Task set
#1 Name every organization mentioned in the forum post about the A.L.A.M. standard and the model exhaust stacks, including companies, trade groups, and publishers.
#2 In the forum post about the A.L.A.M. standard and the model exhaust stacks, what piston speed does the A.L.A.M. gas engine rating assume?
#3 Pick up the forum post about the A.L.A.M. standard and the model exhaust stacks right after its last line, and keep it going in the same voice.

Text section
^^^^
So why does my Pratt & Whitney gage say “A.L.A.M. STD”? My “American Machinists’ Handbook” by Colvin and Stanley (1914) gives a clue. On the page defining fine pitch threads, it says, “This was originally known as the A.L.A.M. Standard, but is now the S.A.E. (Society of Automobile Engineers).” Further on, under the heading “Gas Engine Horse-Power”, it says, “The A.L.A.M. rating for gasoline engines, which means the standard adopted by the American Licensed Automobile Manufacturers, is based on the assumption that the piston speed is 1000 feet per minute in all cases. This gives 1500 revolutions per minute for a 4-inch stroke motor, which is about average practice. Since the defeat of the Selden patent the A.L.A.M. has ceased to exist and this is now known as the S.A.E.standard.”

So it sounds like the defenders of the Selden patent did more than just defend the patent. They apparently set some early standards for the American auto industry, and set some things in motion that are still being used in America today.

TurningTrumpetemail.jpg

I tried various ways to contour the inside of the trumpet. My wood turning tools worked best! Although using hand held tools for metal turning made me feel like I was breaking some sort of rule, the illustrations below show that I was actually having an experiential history lesson.

Hand-heldmetalturning.jpg

These pictures are from the metal-working section of the book “Home Mechanics for Amateurs” by George M. Hopkins (1903), published by Scientific American. I bet my Grandpa learned to turn metal this way.

ContouringTrumpetemail.jpg

And the curvature of my deburring tool worked best to blend the inner-most radius of the trumpet.

FinishedExhaustStacksandNutsemail.jpg

These are the finished exhaust stacks with nuts attached. I have not yet built the intake venturi and its nut, but they are fundamentally the same except for dimensional differences, and the venturi gets a cross-drilled hole.

Bob G
 
Pat J -

Thanks for your comments.
^^^^
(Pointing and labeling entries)

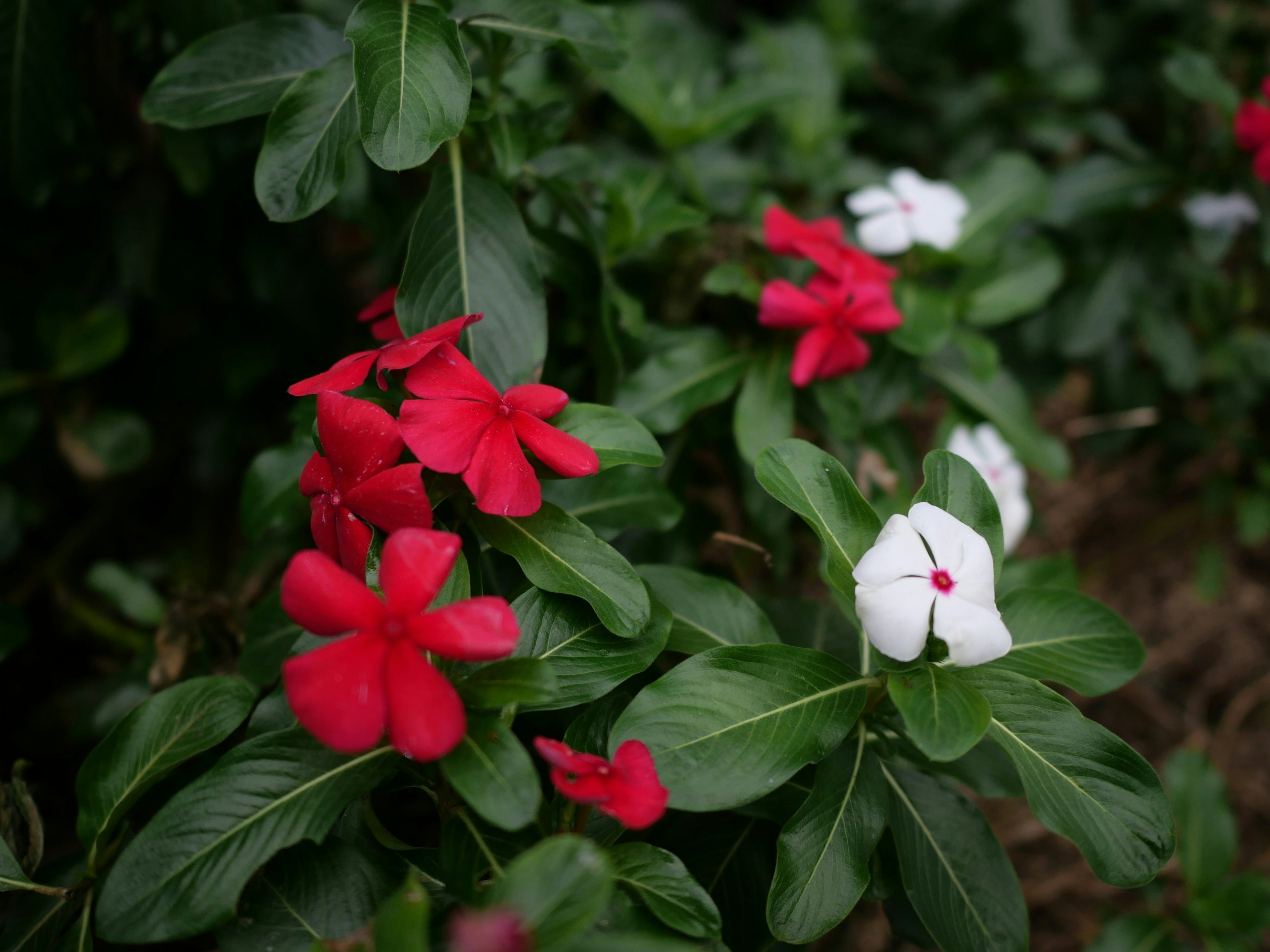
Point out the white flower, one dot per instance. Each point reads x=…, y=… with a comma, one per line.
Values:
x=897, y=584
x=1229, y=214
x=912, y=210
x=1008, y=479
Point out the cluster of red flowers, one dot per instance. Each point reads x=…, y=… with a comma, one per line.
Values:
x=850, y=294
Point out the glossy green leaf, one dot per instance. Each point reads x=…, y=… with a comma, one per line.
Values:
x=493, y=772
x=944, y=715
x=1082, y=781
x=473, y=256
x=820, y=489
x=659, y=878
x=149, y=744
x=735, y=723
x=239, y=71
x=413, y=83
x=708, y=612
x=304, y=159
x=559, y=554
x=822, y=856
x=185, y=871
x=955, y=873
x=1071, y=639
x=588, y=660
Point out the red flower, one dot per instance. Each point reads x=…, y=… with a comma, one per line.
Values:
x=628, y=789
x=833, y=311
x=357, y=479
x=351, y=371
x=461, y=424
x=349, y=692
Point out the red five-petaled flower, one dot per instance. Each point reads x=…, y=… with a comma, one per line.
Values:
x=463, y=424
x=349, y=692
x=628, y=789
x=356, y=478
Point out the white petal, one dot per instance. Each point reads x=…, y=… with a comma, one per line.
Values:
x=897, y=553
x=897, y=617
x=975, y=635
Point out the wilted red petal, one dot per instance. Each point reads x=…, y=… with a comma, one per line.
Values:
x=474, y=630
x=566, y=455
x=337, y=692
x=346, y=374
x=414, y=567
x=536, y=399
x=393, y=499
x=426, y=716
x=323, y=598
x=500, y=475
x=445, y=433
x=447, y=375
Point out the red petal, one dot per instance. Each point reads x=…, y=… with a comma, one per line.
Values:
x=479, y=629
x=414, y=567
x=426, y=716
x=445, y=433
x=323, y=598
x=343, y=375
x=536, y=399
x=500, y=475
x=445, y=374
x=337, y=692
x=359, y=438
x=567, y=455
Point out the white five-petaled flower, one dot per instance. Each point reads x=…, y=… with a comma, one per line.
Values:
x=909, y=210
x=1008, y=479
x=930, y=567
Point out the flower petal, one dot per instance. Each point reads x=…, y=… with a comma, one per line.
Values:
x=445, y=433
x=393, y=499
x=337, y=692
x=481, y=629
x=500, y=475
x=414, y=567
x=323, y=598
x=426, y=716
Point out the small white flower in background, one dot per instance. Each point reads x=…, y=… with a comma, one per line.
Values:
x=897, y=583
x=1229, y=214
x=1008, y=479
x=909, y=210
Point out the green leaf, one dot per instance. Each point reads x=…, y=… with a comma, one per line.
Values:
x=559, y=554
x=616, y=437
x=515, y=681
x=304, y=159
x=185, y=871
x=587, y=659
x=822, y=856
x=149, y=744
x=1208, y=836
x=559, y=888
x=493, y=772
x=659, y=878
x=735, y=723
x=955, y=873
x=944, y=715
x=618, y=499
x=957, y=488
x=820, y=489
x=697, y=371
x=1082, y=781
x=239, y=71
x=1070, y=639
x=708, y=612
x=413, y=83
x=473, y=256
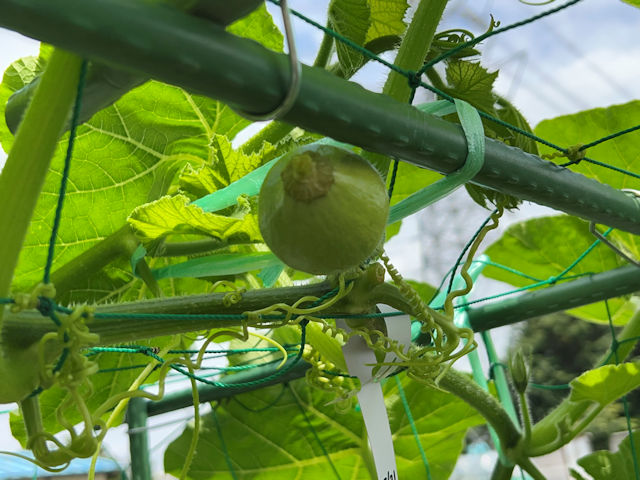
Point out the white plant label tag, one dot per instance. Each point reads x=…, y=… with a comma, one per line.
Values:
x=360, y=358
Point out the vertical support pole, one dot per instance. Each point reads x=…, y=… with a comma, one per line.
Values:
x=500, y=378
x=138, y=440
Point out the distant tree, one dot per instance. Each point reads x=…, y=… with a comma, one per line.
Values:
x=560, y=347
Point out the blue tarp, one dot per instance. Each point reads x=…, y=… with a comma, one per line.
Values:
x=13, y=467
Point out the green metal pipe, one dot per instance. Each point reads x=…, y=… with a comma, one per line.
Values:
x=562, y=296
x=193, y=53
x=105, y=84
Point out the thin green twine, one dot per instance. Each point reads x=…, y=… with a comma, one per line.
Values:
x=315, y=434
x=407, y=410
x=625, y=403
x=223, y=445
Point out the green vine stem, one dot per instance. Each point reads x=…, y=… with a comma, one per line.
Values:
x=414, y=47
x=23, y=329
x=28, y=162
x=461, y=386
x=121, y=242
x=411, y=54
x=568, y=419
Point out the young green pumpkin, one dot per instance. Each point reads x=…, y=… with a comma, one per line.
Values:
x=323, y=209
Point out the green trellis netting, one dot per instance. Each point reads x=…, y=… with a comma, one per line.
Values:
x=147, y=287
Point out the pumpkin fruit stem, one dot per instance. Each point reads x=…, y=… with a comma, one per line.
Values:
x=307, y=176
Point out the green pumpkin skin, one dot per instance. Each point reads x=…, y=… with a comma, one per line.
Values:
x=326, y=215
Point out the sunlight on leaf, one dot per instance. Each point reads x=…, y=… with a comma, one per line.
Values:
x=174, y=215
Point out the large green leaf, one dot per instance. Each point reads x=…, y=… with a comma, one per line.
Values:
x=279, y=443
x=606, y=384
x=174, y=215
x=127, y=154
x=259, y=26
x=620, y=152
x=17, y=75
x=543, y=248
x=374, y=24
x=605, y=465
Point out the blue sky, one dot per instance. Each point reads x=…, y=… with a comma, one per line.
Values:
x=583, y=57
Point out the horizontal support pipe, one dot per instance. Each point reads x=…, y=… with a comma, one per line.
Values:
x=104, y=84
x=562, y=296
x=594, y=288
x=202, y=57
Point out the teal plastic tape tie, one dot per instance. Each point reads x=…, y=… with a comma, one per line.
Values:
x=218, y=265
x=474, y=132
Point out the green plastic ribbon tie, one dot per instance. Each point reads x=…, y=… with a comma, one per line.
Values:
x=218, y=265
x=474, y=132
^^^^
Task results
#1
Pratt & Whitney
American Licensed Automobile Manufacturers (A.L.A.M.)
Society of Automobile Engineers (S.A.E.)
Scientific American

#2 1000 feet per minute in all cases.

#3
I have found that building three copies of this engine has taught me to think a little deeper about how I am going to build each part, and it has been a valuable experience in itself. I find I take more time with fixturing that allows rapid completion of the second and third copies - like a production shop on training wheels. I am barely beyond the beginner stage, but I decided on a previous engine that, especially for milling, the set-up time often exceeds the machining time, so building at least two copies of each part is good insurance in case I screw one of them up during a later operation. The first part is often just an experiment, but the third part sometimes shows that the success with the first part wasn't just a fluke.

I, too, sometimes question whether some of the tools I'm using should be saved for posterity, but, heck, they were made to be used, and I don't know of any museum that would curate them. I hope posting the histories on this site helps give them exposure to the people who would appreciate it.

Have fun building your five. I'd like to see them.

Bob G
 
Due to sleep problems, a much too cold garage, and, most recently, a pair of week-long backpacks in the Grand Canyon, I haven’t made an visible progress on the MLA Diesel since November - but I've been giving it a lot of thought.

I’ve deviated from the original plans quite a bit here because I didn’t feel confident that I could make that fuel tank well enough to prevent fuel leaking from the bottom seals, and I also incorporated a seat in the spraybar for the needle valve to close against. I simply took the design for the spraybar from the "Mate" diesel, and modified a few dimension to suit this engine, and to hold the snap-on lid of a small plastic bottle.

Spraybar.jpg

Drilling out the spraybar made for 1/4” brass hex stock.

SpraybarNut.jpg

Parting off the spraybar nut.

FinishedCarburetors.jpg

Finished carburetors.

I used 1/2 ounce Nalgene bottles for the fuel tanks (available from stores that sell backpacking equipment). A 35mm film canister could be used if a larger volume tank was wanted. The bases snap off cleaning. I’ve made the fuel overflow vent capable of holding a short piece of fuel hose to act as a rudimentary capacity limiter, if desired. Some of my "work" on this engine this winter was actually pursuing similar concepts down two or three deadend roads before I hit upon this idea.

Bob
 
Bob- Thanks for this wonderful build of a very interesting engine. I like how your setups are well
thought out and explained. I've been a machinist since 1976 and have developed a great interest in
"antique" machine tools. It amazes me to read some of the history of companies started in the 1800's and
recognize the names from machines and tools I have used. I love your "history lessons" and the use of your
grandfathers tools. Just last month I used one my grandfathers adjustable reamers to re bush the front
landing gear strut on a Lear jet, He would get a kick out of that. As far as using those tools, go ahead,
they're built to use and to last. I know they will be well taken care of.

Regards,
Mike
 
Excellent build thread. I need to take better pics. Thanks for the detailed descrition and history lessons. Nearly run time?

Brock
 
Great build thread. Lots of excellent photos. A picture is worth a thousand words
 
With all the major parts made, I've begun lapping the piston and cylinder of the first engine.

The attached photos show the major steps.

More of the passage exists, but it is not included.